%%

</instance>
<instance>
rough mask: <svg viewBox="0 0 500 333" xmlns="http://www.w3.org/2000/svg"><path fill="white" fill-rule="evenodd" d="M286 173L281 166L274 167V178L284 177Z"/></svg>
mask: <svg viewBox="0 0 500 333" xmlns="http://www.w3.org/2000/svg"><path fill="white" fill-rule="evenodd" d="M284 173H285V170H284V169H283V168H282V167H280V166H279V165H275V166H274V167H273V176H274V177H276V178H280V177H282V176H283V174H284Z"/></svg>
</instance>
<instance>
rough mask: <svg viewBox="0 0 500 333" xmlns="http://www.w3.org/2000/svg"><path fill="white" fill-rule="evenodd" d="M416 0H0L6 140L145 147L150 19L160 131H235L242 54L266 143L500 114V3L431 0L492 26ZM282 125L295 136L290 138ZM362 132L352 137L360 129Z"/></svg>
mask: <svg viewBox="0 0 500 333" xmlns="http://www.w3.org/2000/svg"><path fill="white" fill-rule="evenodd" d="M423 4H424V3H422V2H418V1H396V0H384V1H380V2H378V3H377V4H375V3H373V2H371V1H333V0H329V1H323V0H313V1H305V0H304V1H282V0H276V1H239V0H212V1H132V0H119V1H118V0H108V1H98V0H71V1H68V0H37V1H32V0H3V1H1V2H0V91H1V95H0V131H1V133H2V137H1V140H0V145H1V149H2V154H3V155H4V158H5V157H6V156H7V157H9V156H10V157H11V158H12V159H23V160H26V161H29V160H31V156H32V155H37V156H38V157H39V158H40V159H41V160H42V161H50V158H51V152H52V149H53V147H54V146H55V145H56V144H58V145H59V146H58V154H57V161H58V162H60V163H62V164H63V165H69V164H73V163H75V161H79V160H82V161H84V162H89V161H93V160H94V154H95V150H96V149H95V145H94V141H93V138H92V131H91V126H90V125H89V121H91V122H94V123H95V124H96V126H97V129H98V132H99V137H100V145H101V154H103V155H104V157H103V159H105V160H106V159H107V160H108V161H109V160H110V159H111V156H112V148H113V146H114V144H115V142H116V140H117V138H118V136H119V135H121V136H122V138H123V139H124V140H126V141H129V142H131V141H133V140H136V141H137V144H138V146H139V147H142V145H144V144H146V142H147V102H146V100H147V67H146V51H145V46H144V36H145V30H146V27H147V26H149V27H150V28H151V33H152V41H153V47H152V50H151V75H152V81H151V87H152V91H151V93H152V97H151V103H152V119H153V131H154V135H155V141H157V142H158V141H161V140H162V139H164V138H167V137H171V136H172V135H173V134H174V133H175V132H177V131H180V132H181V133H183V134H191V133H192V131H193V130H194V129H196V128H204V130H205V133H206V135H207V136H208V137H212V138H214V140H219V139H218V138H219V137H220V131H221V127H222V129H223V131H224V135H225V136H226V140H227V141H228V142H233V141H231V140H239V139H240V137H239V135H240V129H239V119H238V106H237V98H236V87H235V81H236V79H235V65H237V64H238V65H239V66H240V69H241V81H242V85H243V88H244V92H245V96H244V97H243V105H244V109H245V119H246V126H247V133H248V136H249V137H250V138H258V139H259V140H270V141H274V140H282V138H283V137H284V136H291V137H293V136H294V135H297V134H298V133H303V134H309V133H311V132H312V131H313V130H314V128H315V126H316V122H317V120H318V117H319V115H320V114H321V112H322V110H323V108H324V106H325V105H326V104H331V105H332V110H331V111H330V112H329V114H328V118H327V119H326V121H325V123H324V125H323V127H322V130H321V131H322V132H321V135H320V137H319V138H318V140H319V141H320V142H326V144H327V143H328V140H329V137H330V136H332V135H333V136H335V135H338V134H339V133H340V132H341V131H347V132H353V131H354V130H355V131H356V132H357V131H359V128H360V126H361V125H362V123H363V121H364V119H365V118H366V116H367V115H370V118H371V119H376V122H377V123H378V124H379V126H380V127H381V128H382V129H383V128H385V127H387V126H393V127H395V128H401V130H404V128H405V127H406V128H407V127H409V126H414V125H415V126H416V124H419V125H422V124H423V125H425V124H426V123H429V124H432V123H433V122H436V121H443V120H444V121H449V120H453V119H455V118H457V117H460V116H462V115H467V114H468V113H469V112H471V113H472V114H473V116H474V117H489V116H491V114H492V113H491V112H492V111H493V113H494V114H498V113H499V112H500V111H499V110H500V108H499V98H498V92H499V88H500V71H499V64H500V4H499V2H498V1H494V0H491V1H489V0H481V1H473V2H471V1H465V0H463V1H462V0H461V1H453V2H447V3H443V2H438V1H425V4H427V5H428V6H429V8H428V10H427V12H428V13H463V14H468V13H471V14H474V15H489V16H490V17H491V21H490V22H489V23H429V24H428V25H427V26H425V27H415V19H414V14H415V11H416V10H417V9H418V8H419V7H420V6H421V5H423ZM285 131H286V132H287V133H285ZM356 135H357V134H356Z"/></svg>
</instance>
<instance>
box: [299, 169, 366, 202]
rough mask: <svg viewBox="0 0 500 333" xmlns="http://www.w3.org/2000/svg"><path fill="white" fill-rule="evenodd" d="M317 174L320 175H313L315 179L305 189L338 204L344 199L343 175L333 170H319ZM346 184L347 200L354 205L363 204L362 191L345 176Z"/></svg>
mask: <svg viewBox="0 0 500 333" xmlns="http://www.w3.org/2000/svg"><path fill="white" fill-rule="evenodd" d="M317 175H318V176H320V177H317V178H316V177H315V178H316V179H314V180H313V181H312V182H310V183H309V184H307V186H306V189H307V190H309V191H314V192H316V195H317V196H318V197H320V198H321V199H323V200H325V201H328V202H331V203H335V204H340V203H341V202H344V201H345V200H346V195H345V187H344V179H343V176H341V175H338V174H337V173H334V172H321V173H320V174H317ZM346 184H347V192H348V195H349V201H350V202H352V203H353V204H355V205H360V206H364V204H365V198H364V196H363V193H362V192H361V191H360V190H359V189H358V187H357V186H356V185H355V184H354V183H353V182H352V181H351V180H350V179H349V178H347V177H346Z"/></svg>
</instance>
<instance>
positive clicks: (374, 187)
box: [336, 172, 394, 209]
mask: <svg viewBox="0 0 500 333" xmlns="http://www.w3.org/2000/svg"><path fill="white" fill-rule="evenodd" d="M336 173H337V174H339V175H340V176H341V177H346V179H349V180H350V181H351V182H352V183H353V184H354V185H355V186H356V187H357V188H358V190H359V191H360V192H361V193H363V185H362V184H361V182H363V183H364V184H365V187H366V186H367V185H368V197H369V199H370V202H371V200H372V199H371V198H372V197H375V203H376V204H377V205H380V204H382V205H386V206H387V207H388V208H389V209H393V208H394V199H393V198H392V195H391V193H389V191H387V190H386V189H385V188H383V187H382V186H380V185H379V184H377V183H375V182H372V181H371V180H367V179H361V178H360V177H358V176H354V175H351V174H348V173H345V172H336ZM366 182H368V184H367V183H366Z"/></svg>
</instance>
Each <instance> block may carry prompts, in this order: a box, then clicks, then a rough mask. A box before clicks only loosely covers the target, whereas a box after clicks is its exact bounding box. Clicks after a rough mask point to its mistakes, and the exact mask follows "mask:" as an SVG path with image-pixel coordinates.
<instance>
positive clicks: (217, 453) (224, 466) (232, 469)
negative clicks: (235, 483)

%%

◆ What you need to do
What you return must match the listing above exactly, with every line included.

◆ Problem solution
</instance>
<instance>
rough mask: <svg viewBox="0 0 500 333" xmlns="http://www.w3.org/2000/svg"><path fill="white" fill-rule="evenodd" d="M286 173L281 166L274 167V178L284 177Z"/></svg>
mask: <svg viewBox="0 0 500 333" xmlns="http://www.w3.org/2000/svg"><path fill="white" fill-rule="evenodd" d="M284 173H285V170H284V169H283V168H282V167H280V166H279V165H275V166H274V167H273V176H274V177H276V178H280V177H282V176H283V174H284Z"/></svg>
</instance>
<instance>
rough mask: <svg viewBox="0 0 500 333" xmlns="http://www.w3.org/2000/svg"><path fill="white" fill-rule="evenodd" d="M416 0H0L6 140L145 147L150 19L160 131H235L242 54L266 143L500 114V3L431 0L492 26ZM282 125L295 136L290 138ZM362 132L352 137L360 129Z"/></svg>
mask: <svg viewBox="0 0 500 333" xmlns="http://www.w3.org/2000/svg"><path fill="white" fill-rule="evenodd" d="M423 4H424V3H422V2H418V1H396V0H384V1H380V2H378V3H377V4H375V3H373V2H371V1H333V0H329V1H323V0H313V1H305V0H304V1H282V0H276V1H239V0H212V1H132V0H119V1H118V0H108V1H98V0H71V1H68V0H37V1H32V0H3V1H1V2H0V91H1V95H0V131H1V133H2V137H1V140H0V145H1V149H2V154H3V155H4V158H5V157H6V156H7V157H9V156H10V157H11V158H12V159H23V160H26V161H29V160H31V156H32V155H37V156H38V157H39V158H40V159H41V160H42V161H50V158H51V152H52V149H53V147H54V146H55V145H56V144H58V145H59V146H58V154H57V161H58V162H60V163H62V164H63V165H69V164H73V163H75V161H79V160H82V161H84V162H89V161H93V160H94V154H95V150H96V149H95V145H94V141H93V138H92V131H91V126H90V125H89V121H91V122H94V123H95V124H96V126H97V129H98V132H99V137H100V145H101V154H103V155H104V157H103V159H105V160H106V159H107V160H108V161H109V160H110V159H111V156H112V148H113V146H114V144H115V142H116V140H117V138H118V136H119V135H121V136H122V138H123V139H124V140H126V141H129V142H131V141H133V140H136V141H137V144H138V146H139V147H142V145H144V144H146V142H147V102H146V100H147V67H146V51H145V46H144V36H145V30H146V27H147V26H149V27H150V28H151V33H152V41H153V47H152V50H151V75H152V81H151V87H152V91H151V93H152V97H151V103H152V119H153V131H154V135H155V141H157V142H158V141H161V140H162V139H164V138H167V137H171V136H172V135H173V134H174V133H175V132H177V131H180V132H181V133H183V134H191V133H192V131H193V130H194V129H196V128H204V130H205V133H206V135H207V136H208V137H212V138H214V140H219V139H218V138H219V137H220V131H221V127H222V129H223V131H224V135H225V136H226V140H227V141H228V142H233V141H231V140H239V139H240V137H239V135H240V129H239V119H238V106H237V98H236V87H235V81H236V79H235V65H237V64H238V65H239V66H240V69H241V81H242V85H243V88H244V92H245V96H244V97H243V105H244V109H245V119H246V126H247V133H248V136H249V137H250V138H258V139H259V140H270V141H274V140H282V138H283V137H284V136H291V137H293V136H294V135H297V134H298V133H303V134H309V133H311V132H312V131H313V130H314V128H315V126H316V122H317V120H318V117H319V115H320V114H321V112H322V110H323V108H324V106H325V105H326V104H331V105H332V110H331V111H330V112H329V114H328V118H327V119H326V121H325V123H324V125H323V127H322V130H321V131H322V132H321V135H320V137H319V138H318V140H319V141H320V142H326V144H327V143H328V140H329V137H330V136H332V135H333V136H335V135H338V134H339V133H340V132H341V131H347V132H353V131H354V130H355V131H356V132H357V131H359V128H360V126H361V125H362V123H363V121H364V119H365V118H366V116H367V115H370V118H371V119H376V122H377V123H378V124H379V126H380V127H381V128H382V129H383V128H385V127H387V126H393V127H395V128H401V130H404V128H405V127H406V128H407V127H409V126H414V125H415V126H416V124H419V125H422V124H423V125H425V124H426V123H429V124H432V123H433V122H436V121H443V120H444V121H449V120H453V119H455V118H457V117H460V116H462V115H467V114H468V113H469V112H471V113H472V114H473V116H474V117H489V116H491V114H492V113H491V112H492V111H493V113H494V114H498V113H499V112H500V111H499V110H500V108H499V98H498V92H499V88H500V71H499V64H500V4H499V2H498V1H494V0H491V1H489V0H481V1H473V2H471V1H465V0H463V1H462V0H461V1H453V2H447V3H443V2H438V1H425V4H427V5H428V6H429V8H428V10H427V12H428V13H463V14H468V13H471V14H474V15H489V16H490V17H491V21H490V22H489V23H429V24H428V25H427V26H425V27H415V19H414V14H415V11H416V10H417V9H418V8H419V7H420V6H421V5H423ZM285 131H286V132H287V133H285ZM356 135H357V134H356Z"/></svg>
</instance>
<instance>
box: [299, 169, 366, 202]
rough mask: <svg viewBox="0 0 500 333" xmlns="http://www.w3.org/2000/svg"><path fill="white" fill-rule="evenodd" d="M317 174L320 175H313L315 179L305 189L338 204L344 199L343 175L333 170H319ZM346 184L347 200L354 205L363 204L362 191L345 176Z"/></svg>
mask: <svg viewBox="0 0 500 333" xmlns="http://www.w3.org/2000/svg"><path fill="white" fill-rule="evenodd" d="M317 175H318V176H320V177H317V178H316V177H315V178H316V179H314V180H313V181H312V182H310V183H309V184H307V186H306V189H307V190H309V191H314V192H316V195H317V196H318V197H320V198H321V199H323V200H325V201H328V202H331V203H335V204H340V203H341V202H344V201H345V200H346V195H345V187H344V179H343V176H341V175H338V174H337V173H334V172H321V173H320V174H317ZM346 184H347V192H348V195H349V201H350V202H352V203H353V204H355V205H360V206H364V204H365V198H364V196H363V193H362V192H361V191H360V190H359V189H358V187H357V186H356V185H355V184H354V183H353V182H352V181H351V180H350V179H349V178H347V177H346Z"/></svg>
</instance>
<instance>
positive clicks: (374, 187)
box: [336, 172, 394, 209]
mask: <svg viewBox="0 0 500 333" xmlns="http://www.w3.org/2000/svg"><path fill="white" fill-rule="evenodd" d="M336 173H337V174H339V175H340V176H341V177H346V179H349V180H350V181H351V182H352V183H353V184H354V185H355V186H356V187H357V188H358V190H359V191H360V192H361V193H363V185H362V184H361V182H363V183H364V184H365V187H366V186H367V185H368V197H369V199H370V202H371V200H372V199H371V198H372V197H375V203H376V204H377V205H380V204H382V205H386V206H387V207H388V208H389V209H393V208H394V199H393V198H392V195H391V193H389V191H387V190H386V189H385V188H383V187H382V186H380V185H379V184H377V183H375V182H372V181H371V180H367V179H361V178H360V177H358V176H354V175H351V174H348V173H345V172H336ZM366 182H368V184H367V183H366Z"/></svg>
</instance>
Each <instance> block may carry prompts, in this order: a box, then clicks, then a rough mask. A box before clicks only loosely covers the target, whereas a box after clicks is its exact bounding box. Clicks after a rough mask point to its mistakes, and the exact mask follows "mask:" as an SVG path with image-pixel coordinates.
<instance>
positive clicks: (217, 453) (224, 466) (232, 469)
negative clicks: (235, 483)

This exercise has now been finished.